Exercise aim → Could you copy the whole listing below line for line, leaving out the pictures?

Given records →
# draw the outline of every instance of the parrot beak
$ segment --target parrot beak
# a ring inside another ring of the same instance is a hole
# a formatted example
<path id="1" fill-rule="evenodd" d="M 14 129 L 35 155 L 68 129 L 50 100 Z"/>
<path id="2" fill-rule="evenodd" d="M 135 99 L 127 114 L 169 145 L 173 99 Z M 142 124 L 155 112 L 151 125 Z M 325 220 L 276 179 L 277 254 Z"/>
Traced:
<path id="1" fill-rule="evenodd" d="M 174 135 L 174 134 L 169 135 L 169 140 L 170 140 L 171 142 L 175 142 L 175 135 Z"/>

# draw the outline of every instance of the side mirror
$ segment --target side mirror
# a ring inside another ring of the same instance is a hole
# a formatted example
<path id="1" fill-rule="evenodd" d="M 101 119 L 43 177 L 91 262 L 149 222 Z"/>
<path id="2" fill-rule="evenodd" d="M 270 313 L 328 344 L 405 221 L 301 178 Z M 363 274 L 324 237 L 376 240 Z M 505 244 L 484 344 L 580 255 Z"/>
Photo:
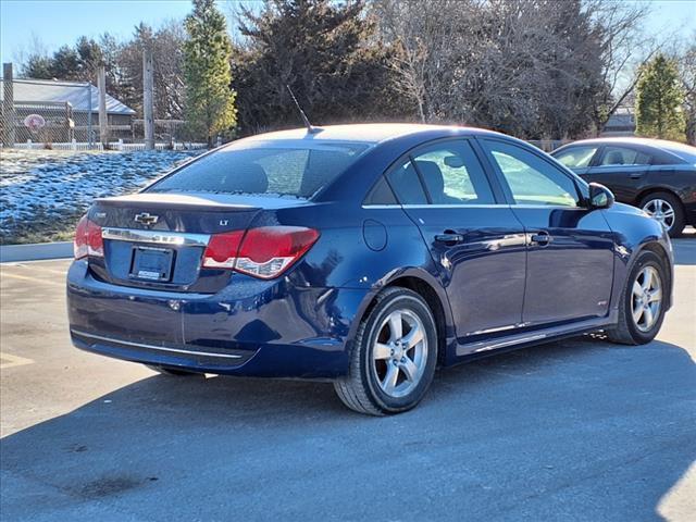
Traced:
<path id="1" fill-rule="evenodd" d="M 599 183 L 589 184 L 589 208 L 608 209 L 613 204 L 613 192 Z"/>

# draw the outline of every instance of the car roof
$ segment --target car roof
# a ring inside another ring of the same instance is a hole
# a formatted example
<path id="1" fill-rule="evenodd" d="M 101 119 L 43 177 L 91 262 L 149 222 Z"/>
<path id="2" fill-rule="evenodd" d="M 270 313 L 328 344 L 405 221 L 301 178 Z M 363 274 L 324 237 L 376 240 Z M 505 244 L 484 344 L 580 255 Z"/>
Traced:
<path id="1" fill-rule="evenodd" d="M 652 139 L 652 138 L 637 138 L 637 137 L 611 137 L 611 138 L 592 138 L 592 139 L 581 139 L 579 141 L 573 141 L 571 144 L 567 144 L 563 146 L 586 146 L 586 145 L 638 145 L 643 147 L 654 147 L 656 149 L 667 150 L 669 152 L 674 152 L 679 154 L 679 152 L 688 152 L 691 154 L 696 153 L 696 147 L 692 147 L 685 144 L 680 144 L 679 141 L 669 141 L 667 139 Z"/>
<path id="2" fill-rule="evenodd" d="M 353 141 L 362 144 L 380 144 L 402 136 L 442 132 L 443 136 L 452 135 L 492 135 L 500 136 L 500 133 L 476 127 L 463 127 L 456 125 L 425 125 L 419 123 L 361 123 L 351 125 L 326 125 L 315 127 L 316 132 L 308 133 L 306 127 L 273 133 L 258 134 L 244 138 L 244 141 L 271 141 L 271 140 L 308 140 L 308 141 Z"/>

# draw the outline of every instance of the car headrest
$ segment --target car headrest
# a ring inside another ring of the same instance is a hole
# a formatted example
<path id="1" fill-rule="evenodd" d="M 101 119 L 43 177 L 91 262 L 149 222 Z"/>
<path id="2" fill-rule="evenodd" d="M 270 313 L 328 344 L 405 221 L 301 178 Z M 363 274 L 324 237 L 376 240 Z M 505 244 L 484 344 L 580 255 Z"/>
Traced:
<path id="1" fill-rule="evenodd" d="M 607 165 L 623 165 L 623 154 L 618 150 L 612 150 L 607 154 L 607 159 L 605 160 L 605 164 Z"/>
<path id="2" fill-rule="evenodd" d="M 235 172 L 235 189 L 248 194 L 263 194 L 269 188 L 269 176 L 258 163 L 245 163 Z"/>
<path id="3" fill-rule="evenodd" d="M 443 177 L 443 171 L 434 161 L 415 160 L 418 169 L 423 175 L 423 181 L 427 186 L 433 203 L 442 202 L 445 197 L 445 178 Z"/>

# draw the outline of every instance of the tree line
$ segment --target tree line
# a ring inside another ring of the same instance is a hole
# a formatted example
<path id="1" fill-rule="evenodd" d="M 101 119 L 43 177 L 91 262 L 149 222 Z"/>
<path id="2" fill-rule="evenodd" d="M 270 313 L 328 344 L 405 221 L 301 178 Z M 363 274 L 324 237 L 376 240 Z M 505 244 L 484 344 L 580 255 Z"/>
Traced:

Complete output →
# draw the outline of every instance of the parrot beak
$ segment --target parrot beak
# a ring inside another ring of the same instance is a hole
# a formatted example
<path id="1" fill-rule="evenodd" d="M 14 129 L 35 155 L 68 129 L 50 100 Z"/>
<path id="2" fill-rule="evenodd" d="M 135 99 L 127 114 L 169 145 L 173 99 Z M 142 124 L 155 112 L 151 125 Z M 325 220 L 276 179 L 277 254 Z"/>
Traced:
<path id="1" fill-rule="evenodd" d="M 174 135 L 174 134 L 169 135 L 169 140 L 170 140 L 171 142 L 175 142 L 175 135 Z"/>

# draw the outline of every instance of the side mirror
$ segment --target side mirror
# a ring inside another ring of the same instance is a hole
# a formatted example
<path id="1" fill-rule="evenodd" d="M 101 119 L 43 177 L 91 262 L 149 222 Z"/>
<path id="2" fill-rule="evenodd" d="M 270 313 L 328 344 L 405 221 L 301 178 Z M 363 274 L 324 237 L 376 240 Z M 505 244 L 484 344 L 580 255 Z"/>
Photo:
Traced:
<path id="1" fill-rule="evenodd" d="M 599 183 L 589 184 L 589 208 L 608 209 L 613 204 L 613 192 Z"/>

# draw the outline of every instance of the car roof
$ segment --target car roof
# a ring inside another ring of the same instance is a hole
# a formatted example
<path id="1" fill-rule="evenodd" d="M 101 119 L 43 177 L 91 262 L 149 222 Z"/>
<path id="2" fill-rule="evenodd" d="M 270 313 L 328 344 L 405 221 L 301 178 Z M 363 274 L 324 237 L 376 240 Z M 505 244 L 484 344 L 580 255 Z"/>
Traced:
<path id="1" fill-rule="evenodd" d="M 652 139 L 652 138 L 637 138 L 637 137 L 611 137 L 611 138 L 592 138 L 592 139 L 581 139 L 579 141 L 573 141 L 571 144 L 567 144 L 563 146 L 586 146 L 586 145 L 638 145 L 643 147 L 654 147 L 656 149 L 667 150 L 669 152 L 674 152 L 679 154 L 679 152 L 688 152 L 691 154 L 696 153 L 696 147 L 692 147 L 685 144 L 680 144 L 679 141 L 669 141 L 667 139 Z"/>
<path id="2" fill-rule="evenodd" d="M 353 141 L 362 144 L 380 144 L 402 136 L 442 132 L 443 136 L 452 135 L 492 135 L 500 136 L 500 133 L 476 127 L 463 127 L 456 125 L 425 125 L 419 123 L 361 123 L 351 125 L 326 125 L 315 127 L 316 132 L 308 133 L 306 127 L 273 133 L 258 134 L 244 138 L 244 141 L 271 141 L 271 140 L 308 140 L 308 141 Z"/>

# draw the outline of every instance of the car headrest
$ segment --target car headrest
# a ring inside another ring of the same instance is a hole
# a formatted example
<path id="1" fill-rule="evenodd" d="M 101 119 L 43 177 L 91 262 L 149 222 Z"/>
<path id="2" fill-rule="evenodd" d="M 270 313 L 328 344 L 405 221 L 301 178 Z M 363 274 L 324 237 L 376 240 Z M 505 244 L 484 344 L 580 255 Z"/>
Traced:
<path id="1" fill-rule="evenodd" d="M 607 165 L 623 165 L 623 154 L 618 150 L 612 150 L 607 154 L 607 159 L 605 160 L 605 164 Z"/>
<path id="2" fill-rule="evenodd" d="M 235 172 L 235 189 L 248 194 L 263 194 L 269 188 L 269 176 L 258 163 L 245 163 Z"/>
<path id="3" fill-rule="evenodd" d="M 443 177 L 443 171 L 434 161 L 415 160 L 418 169 L 423 175 L 423 181 L 427 186 L 433 203 L 442 202 L 445 197 L 445 178 Z"/>

# draw the outline of every instance of the tree line
$ segment --target tree line
# a ring inside another ring of the same instance is a hole
# a formatted example
<path id="1" fill-rule="evenodd" d="M 101 119 L 43 177 L 91 262 L 149 222 Z"/>
<path id="2" fill-rule="evenodd" d="M 270 313 L 328 344 L 405 221 L 301 178 Z M 363 274 L 324 237 L 376 240 Z M 505 244 L 484 344 L 580 255 Z"/>
Traced:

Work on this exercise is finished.